■ **Request A**
In the IRCX text, which organization received Microsoft's draft proposal defining IRCX?
■ **Request B**
Please translate this sentence from the IRCX text into Spanish: "MIC is a binary protocol, and because of its speed, MIC is still used for server-to-server communication within Microsoft Exchange Chat Service."

---- Provided passage

The development of Internet Relay Chat (IRC) has been a fragmented one. The major IRC networks (EFNet, DalNet, and UnderNet) have each followed a separate path in extending the IRC2 protocol. The result is that none of the three can link with the others. There have been a number of ill-fated attempts to form a working group to define an IRC3 protocol based on RFC 1459. In an attempt to bring some unity to the expanding world of chat, because IRC3 has not been adopted, Microsoft has submitted to the Internet Engineering Task Force (IETF) a draft proposal defining an extension to the current IRC called IRCX. IRCX is a string-based protocol extension to IRC that supports additional functionality.

On the client side, IRCX supplants an earlier chat technology Microsoft developed called Microsoft Internet Chat (MIC) protocol. MIC is a binary protocol, and because of its speed, MIC is still used for server-to-server communication within Microsoft Exchange Chat Service. MIC was developed because IRC did not support all functionality that was needed and the IRC packet size was quite large. MIC provided a 32-bit client-side interface called Chatsock. Using Chatsock, client developers could write clients that could support both IRC and MIC. However, writing a Chat client is not a trivial task. IRCX provides a standard that accommodates existing IRC clients and provides for new functionality.

Multiple Language Support

The IRCX draft specifies using UTF-8 to convert Unicode into ASCII. UTF is an acronym combining the acronym UCS (Universal Character Set) and the term Transformation Formats. The translation is a two-step process: first Unicode is translated into UTF-8; then the results of the translation are processed into ASCII. This two-step process enables the full range of Unicode characters. IRCX clients will view Unicode strings in their native form. To allow non-IRCX clients to communicate with Unicode users, the server translates Unicode strings into a client-usable form before sending them.

IRCX Functions

IRCX adds several new commands and modes to those found in RFC 1459 and extends other commands. These additions to the IRC protocol enable a broad range of new features.

The enhanced commands are:

  • Mode. Includes two new user modes, 10 new channel modes.

  • Notice. Notices can now be sent to a list of users in a channel rather than simply to a channel or a list of users.

  • Privmsg. Private messages can now be sent to a list of users in a channel rather than simply to a channel or a list of users.

  • Silence. Blocks all messages from certain users at the server.

The new commands are:

  • Access. Grants or denies access to an object.

  • Auth. Authenticates clients.

  • Create. Creates a new channel or joins an existing channel.

  • Data. Sends instructions, banners, or other data to clients.

  • Event. Enables event logging.

  • Ircx. Enables IRCX mode on server.

  • Isircx. Queries server as to whether it supports IRCX.

  • Listx. Lists channel properties and searches for strings.

  • Prop. Adds, changes, or deletes channel properties.

  • Whisper. Sends a message to one or more members within the context of the channel.

Increasing Security

Two new commands in IRCX help address security issues of RFC 1459:

  • Access. Administrators can help control access by banning a chat user with the IRC -b Mode option. They can also use the IRCX Access command to grant any of several levels of access to a particular client. IRCX provides controlled access to objects through the Access command. An object can be a channel, a user (Nickname) or one or more servers. An access control list is maintained that contains the level of access that have been granted, the object to which access is granted, and the duration of the grant. Levels of access can be Deny, Grant, Host, Owner, and Voice. There is also a text field for explanation of the access level.

--------
---- Information provided

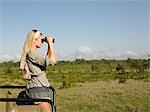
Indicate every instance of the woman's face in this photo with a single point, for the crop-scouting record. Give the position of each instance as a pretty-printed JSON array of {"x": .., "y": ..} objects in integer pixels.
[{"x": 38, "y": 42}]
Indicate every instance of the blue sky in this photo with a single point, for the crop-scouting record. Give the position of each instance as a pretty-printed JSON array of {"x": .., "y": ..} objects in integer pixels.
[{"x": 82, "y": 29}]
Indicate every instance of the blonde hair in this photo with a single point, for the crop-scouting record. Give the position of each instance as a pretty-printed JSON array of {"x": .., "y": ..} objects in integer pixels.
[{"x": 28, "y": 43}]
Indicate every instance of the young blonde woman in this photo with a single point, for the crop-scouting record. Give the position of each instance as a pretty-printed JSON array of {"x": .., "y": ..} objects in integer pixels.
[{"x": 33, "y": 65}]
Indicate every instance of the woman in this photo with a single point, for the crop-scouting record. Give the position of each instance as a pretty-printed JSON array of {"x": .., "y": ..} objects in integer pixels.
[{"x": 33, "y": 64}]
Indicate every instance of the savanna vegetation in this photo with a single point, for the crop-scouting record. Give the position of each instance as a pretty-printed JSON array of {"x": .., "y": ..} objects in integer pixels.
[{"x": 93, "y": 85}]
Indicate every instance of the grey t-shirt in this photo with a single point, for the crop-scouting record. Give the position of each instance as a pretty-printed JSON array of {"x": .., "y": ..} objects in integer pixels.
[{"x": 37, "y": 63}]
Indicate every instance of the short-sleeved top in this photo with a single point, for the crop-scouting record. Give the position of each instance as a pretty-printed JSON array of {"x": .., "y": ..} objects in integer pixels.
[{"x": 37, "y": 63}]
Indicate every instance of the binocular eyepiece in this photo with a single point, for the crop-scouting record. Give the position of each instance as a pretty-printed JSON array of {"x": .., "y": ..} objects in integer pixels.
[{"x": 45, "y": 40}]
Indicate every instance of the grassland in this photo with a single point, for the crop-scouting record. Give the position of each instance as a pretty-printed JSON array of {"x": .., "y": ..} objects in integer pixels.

--------

■ **Final answer A**
The Internet Engineering Task Force (IETF).

■ **Final answer B**
MIC es un protocolo binario y, debido a su velocidad, MIC todavía se utiliza para la comunicación de servidor a servidor dentro de Microsoft Exchange Chat Service.